(Excerpted text begins)
A preventative maintenance policy is recommended when the cost to repair the system after its failure is greater than the cost of maintaining the system before its failure and the failure rate is monotonically increasing. If the failure rate is decreasing, then the system is more likely to improve over time, and preventative actions would be a waste of resources.

Question 40

In the second region identified in the general failure rate model (the bathtub curve), what is the most common cause for failures?

A) The manufacturing process
B) Fatigue
C) Random Failures
D) All of the above

Answer 40

C - Random failures

The second region of the bathtub curve is the constant failure rate region. This region is characterized by the inherent failure rate of the components of a product

Question 41

Which of the following probability distributions is often used to model the second region of the bathtub curve?

A) Uniform
B) Weibull
C) Exponential
D) Normal

Answer 41

C - Exponential

The second region of a bathtub curve is characterized by a constant failure rate. The exponential distribution is the only probability distribution that has a constant failure rate; therefore, the exponential distribution is often used to model the second region of the bathtub curve.

Question 42

Which of the following probability distributions is often used to model the third regain of the bathtub curve?

A) Uniform
B) Weibull
C) Exponential
D) Normal

Answer 42

B - Weibull

The third region of the bathtub curve, the wear-out region, is characterized by an increasing failure rate over time. This time-dependent failure rate is often modeled using the Weibull distribution.

Question 43

What is the main goal of FMEA?

A) To help reduce the negative effects of potential failures before they occur.
B) To organize the workplace environment.
C) To communicate hierarchical relationships between events.
(Excerpted text ends)
(Excerpted records begins)
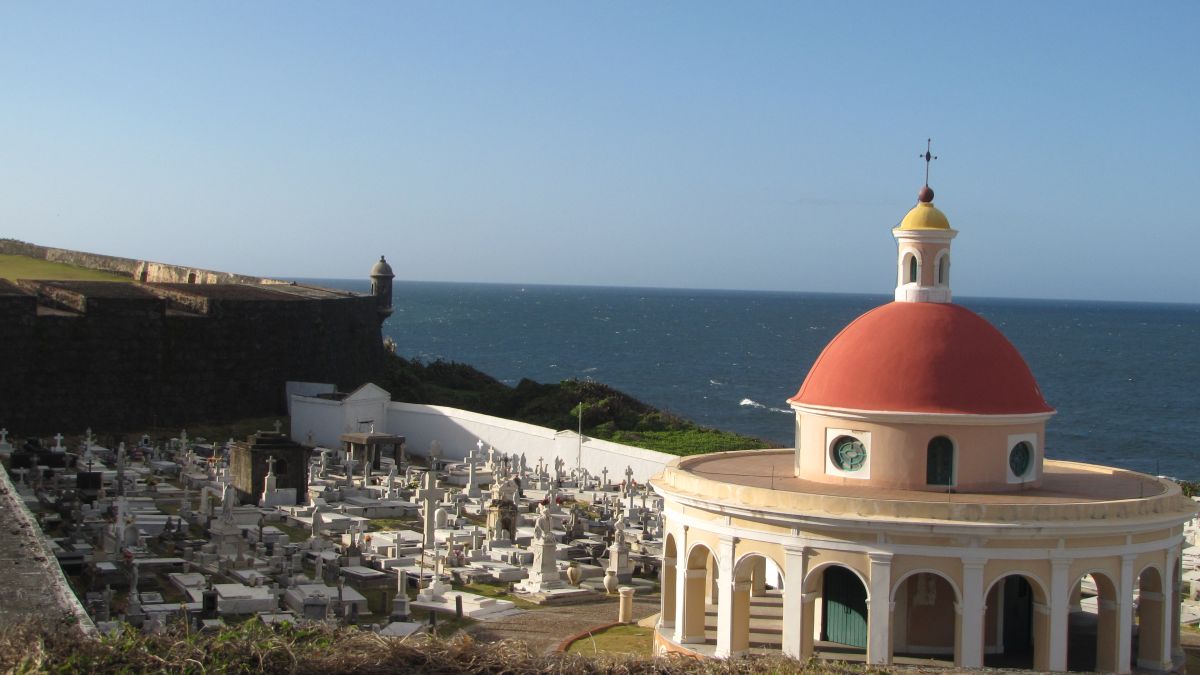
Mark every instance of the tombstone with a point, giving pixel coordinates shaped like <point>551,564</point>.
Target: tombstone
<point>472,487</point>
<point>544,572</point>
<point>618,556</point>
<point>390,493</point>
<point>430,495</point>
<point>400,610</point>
(Excerpted records ends)
(Excerpted records begins)
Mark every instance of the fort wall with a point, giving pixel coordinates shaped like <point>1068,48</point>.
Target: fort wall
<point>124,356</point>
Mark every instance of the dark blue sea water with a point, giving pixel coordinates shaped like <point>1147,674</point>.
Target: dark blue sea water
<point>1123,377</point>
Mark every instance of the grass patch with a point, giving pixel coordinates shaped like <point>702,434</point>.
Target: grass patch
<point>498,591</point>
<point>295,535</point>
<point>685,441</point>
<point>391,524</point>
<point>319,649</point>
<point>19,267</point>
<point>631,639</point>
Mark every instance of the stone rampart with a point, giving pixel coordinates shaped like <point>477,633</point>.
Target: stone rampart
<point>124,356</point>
(Excerpted records ends)
| Questions to answer |
[A] Please reproduce the part of the bathtub-curve quiz that opens with the words "The third region" and closes with "the workplace environment.", swapping "wear-out region" for "wear-out stage".
[B] Carry on the bathtub-curve quiz from the point where it stops.

| Solved tasks |
[A]
The third region of the bathtub curve, the wear-out stage, is characterized by an increasing failure rate over time. This time-dependent failure rate is often modeled using the Weibull distribution.

Question 43

What is the main goal of FMEA?

A) To help reduce the negative effects of potential failures before they occur.
B) To organize the workplace environment.

[B]
D) To reduce the number of defects produced in a process.

Answer 43

A - To help reduce the negative effects of potential failures before they occur.

The main goal of an FMEA is to help a team identify and eliminate the potential negative effects of a potential failure before it occurs.

Question 44

A hospital is preparing to do an FMEA for a surgical procedure. Which of the following groups of employees should make up the FMEA team members?

A) One doctor that performs this surgical procedure
B) A nurse and a doctor
C) A doctor, nurse, technician, engineer, business office employee, and manager
D) None of the above

Answer 44

C - A doctor, nurse, technician, engineer, business office employee, and manager

An FMEA team should be composed of a cross-section of employees across several fields. At a minimum, the FMEA team should have a doctor, nurse, technician, engineer and manger. An FMEA team should have members that are both technical and nontechnical to have many viewpoints represented during the process.

Question 45

Which of the following are components of a FMEA?

A) Potential failure modes
B) The risk associated with potential failure modes
C) Corrective action plans
D) All of the above

Answer 45

D = All of the above

An FMEA has several components:
Potential failure modes
Risk associated with each failure mode
Corrective action plans (for most significant failure modes)
Documentation on the system

Question 46

An FMEA team has identified a potential failure and assessed the following score for severity, occurrence, and detection for this failure mode: 8, 2, 6. What is the RPN for this failure mode?

A) 16
B) 8
C) 96
D) None of the above

Answer 46

C - 96

The Risk Priority Number (RPN) is determined by multiplying the three components of risk together: severity, occurrence, and detection. Therefore,
RPN = 2 x 8 x 6 = 96

Question 47

What is the main goal of an FMECA?

A) To reduce the number of defects produced in a process
B) To develop a prioritization scheme for corrective action plans.
C) To organize the workplace environment
D) To communication hierarchical relationships between events.

Answer 47

B - To develop a prioritization scheme for corrective action plans.

An FMECA is an assessment of risk that provides a prioritization of corrective action based on severity and occurrence of failure modes.